- [What is expected]:
The reply must repeat each entry exactly and contain no pictures.

- [Material for this task]:
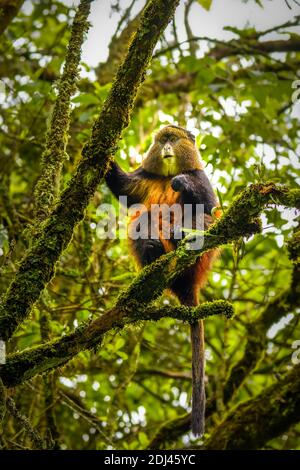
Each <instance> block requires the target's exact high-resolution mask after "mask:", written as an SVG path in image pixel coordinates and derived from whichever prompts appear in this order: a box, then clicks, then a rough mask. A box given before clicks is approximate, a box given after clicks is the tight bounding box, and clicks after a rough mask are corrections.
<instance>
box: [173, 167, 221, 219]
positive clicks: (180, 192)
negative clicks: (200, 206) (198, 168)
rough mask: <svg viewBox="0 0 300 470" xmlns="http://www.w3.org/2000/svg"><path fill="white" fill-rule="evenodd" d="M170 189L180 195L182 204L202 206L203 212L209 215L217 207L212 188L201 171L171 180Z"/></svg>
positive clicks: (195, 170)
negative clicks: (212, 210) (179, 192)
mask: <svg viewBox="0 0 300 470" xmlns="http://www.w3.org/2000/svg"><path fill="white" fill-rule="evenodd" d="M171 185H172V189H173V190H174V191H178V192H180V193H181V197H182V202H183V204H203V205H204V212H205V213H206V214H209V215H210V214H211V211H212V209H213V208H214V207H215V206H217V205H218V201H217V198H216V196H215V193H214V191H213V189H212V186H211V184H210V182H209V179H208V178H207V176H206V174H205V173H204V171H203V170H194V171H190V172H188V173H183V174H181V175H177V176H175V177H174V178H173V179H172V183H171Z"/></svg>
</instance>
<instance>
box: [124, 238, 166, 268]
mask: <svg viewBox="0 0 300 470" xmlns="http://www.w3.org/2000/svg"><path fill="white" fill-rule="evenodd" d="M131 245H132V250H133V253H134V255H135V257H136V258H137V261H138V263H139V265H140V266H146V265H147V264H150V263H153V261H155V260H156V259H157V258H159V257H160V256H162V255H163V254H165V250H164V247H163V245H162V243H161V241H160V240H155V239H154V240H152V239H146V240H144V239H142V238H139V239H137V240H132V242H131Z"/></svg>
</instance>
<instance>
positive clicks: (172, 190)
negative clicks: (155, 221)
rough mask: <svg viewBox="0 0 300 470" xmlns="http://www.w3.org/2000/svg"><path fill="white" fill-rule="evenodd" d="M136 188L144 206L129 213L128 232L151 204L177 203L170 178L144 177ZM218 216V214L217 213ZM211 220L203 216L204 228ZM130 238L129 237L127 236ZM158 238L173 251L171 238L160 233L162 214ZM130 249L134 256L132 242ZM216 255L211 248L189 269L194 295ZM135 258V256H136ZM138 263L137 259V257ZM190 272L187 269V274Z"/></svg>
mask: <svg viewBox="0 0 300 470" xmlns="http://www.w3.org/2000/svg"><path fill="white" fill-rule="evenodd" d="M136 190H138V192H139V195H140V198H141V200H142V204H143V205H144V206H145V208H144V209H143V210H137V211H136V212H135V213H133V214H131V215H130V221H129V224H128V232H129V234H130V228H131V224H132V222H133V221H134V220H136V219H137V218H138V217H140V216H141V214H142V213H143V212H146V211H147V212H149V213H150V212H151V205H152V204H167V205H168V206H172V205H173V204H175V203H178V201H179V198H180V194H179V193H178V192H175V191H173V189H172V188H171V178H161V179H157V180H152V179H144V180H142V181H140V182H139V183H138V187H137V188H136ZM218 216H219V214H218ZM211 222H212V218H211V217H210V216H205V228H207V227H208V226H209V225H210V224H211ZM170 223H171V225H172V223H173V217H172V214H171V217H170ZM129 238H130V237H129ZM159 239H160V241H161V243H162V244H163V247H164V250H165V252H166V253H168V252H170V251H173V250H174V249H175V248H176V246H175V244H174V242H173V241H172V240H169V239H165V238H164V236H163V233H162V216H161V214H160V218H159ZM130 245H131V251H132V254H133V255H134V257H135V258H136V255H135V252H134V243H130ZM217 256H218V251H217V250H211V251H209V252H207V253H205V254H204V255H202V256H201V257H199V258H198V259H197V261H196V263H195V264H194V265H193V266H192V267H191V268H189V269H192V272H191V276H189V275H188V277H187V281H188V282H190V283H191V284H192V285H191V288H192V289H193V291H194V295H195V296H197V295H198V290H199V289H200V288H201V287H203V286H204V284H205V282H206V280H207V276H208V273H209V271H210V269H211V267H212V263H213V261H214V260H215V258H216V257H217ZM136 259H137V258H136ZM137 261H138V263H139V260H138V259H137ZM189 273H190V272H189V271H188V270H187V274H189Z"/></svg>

- [Written reply]:
Each <instance> block requires the target's exact high-resolution mask after "mask:", written as an SVG path in image pixel coordinates and derived from whichever prompts appear in this order: a box, then clicks, then a rough mask. A box given before clicks is approximate, a box given after clicks is the tight bounding box, and clicks after a rough mask are corrections.
<instance>
box: [173, 167, 221, 219]
positive clicks: (180, 192)
negative clicks: (200, 206) (198, 168)
rough mask: <svg viewBox="0 0 300 470" xmlns="http://www.w3.org/2000/svg"><path fill="white" fill-rule="evenodd" d="M170 189L180 195L182 204L202 206L203 212L209 215L217 207L212 188L201 171L171 180Z"/></svg>
positive clicks: (195, 170)
negative clicks: (212, 210) (179, 192)
mask: <svg viewBox="0 0 300 470" xmlns="http://www.w3.org/2000/svg"><path fill="white" fill-rule="evenodd" d="M171 185H172V189H173V190H174V191H178V192H180V193H181V197H182V202H183V204H203V205H204V212H205V213H206V214H209V215H210V214H211V211H212V209H213V208H214V207H215V206H217V205H218V201H217V198H216V196H215V193H214V191H213V189H212V186H211V184H210V182H209V179H208V178H207V176H206V174H205V173H204V171H203V170H194V171H190V172H188V173H183V174H181V175H177V176H175V177H174V178H173V179H172V183H171Z"/></svg>
</instance>
<instance>
box: [124, 238, 166, 268]
mask: <svg viewBox="0 0 300 470" xmlns="http://www.w3.org/2000/svg"><path fill="white" fill-rule="evenodd" d="M131 245H132V250H133V253H134V255H135V257H136V258H137V261H138V263H139V265H140V266H146V265H147V264H150V263H153V261H155V260H156V259H157V258H159V257H160V256H162V255H163V254H165V250H164V247H163V245H162V243H161V241H160V240H155V239H154V240H152V239H146V240H144V239H142V238H139V239H137V240H132V242H131Z"/></svg>
</instance>
<instance>
positive clicks: (172, 190)
negative clicks: (155, 221)
rough mask: <svg viewBox="0 0 300 470" xmlns="http://www.w3.org/2000/svg"><path fill="white" fill-rule="evenodd" d="M136 188L144 206L129 213L128 232L151 204L177 203L170 178L144 177ZM218 216V214L217 213ZM211 220L203 216L204 228ZM130 238L129 237L127 236ZM158 238L173 251L171 238L160 233L162 214ZM130 249L134 256L132 242ZM216 255L211 248L189 269L194 295ZM135 258V256H136ZM138 263L137 259V257ZM190 272L187 269V274Z"/></svg>
mask: <svg viewBox="0 0 300 470" xmlns="http://www.w3.org/2000/svg"><path fill="white" fill-rule="evenodd" d="M136 190H138V192H139V195H140V198H141V200H142V204H143V205H144V206H145V208H144V209H143V210H137V211H136V212H135V213H133V214H131V215H130V221H129V224H128V232H129V234H130V228H131V224H132V222H133V221H134V220H136V219H137V218H138V217H140V216H141V214H142V213H143V212H146V211H147V212H149V213H150V212H151V205H152V204H167V205H168V206H172V205H173V204H175V203H178V201H179V198H180V194H179V193H178V192H175V191H173V189H172V188H171V178H161V179H157V180H152V179H144V180H142V181H140V182H139V183H138V187H137V188H136ZM218 216H219V214H218ZM211 222H212V218H211V217H210V216H205V228H207V227H208V226H209V225H210V224H211ZM170 223H171V225H172V223H173V217H172V214H171V217H170ZM129 238H130V237H129ZM159 239H160V241H161V243H162V244H163V247H164V250H165V252H166V253H168V252H170V251H173V250H174V249H175V248H176V246H175V244H174V242H173V241H172V240H169V239H165V238H164V236H163V233H162V216H161V214H160V218H159ZM130 245H131V251H132V254H133V255H134V257H135V258H136V255H135V252H134V243H130ZM217 256H218V251H217V250H211V251H209V252H207V253H205V254H204V255H202V256H201V257H199V258H198V259H197V261H196V263H195V264H194V265H193V266H192V267H191V268H189V269H192V272H191V276H189V275H188V277H187V281H188V282H190V283H191V284H192V285H191V288H192V289H193V291H194V295H195V296H197V295H198V290H199V289H200V288H201V287H203V286H204V284H205V282H206V280H207V276H208V273H209V271H210V269H211V267H212V263H213V261H214V260H215V258H216V257H217ZM136 259H137V258H136ZM137 261H138V263H139V260H138V259H137ZM189 273H190V272H189V271H188V270H187V274H189Z"/></svg>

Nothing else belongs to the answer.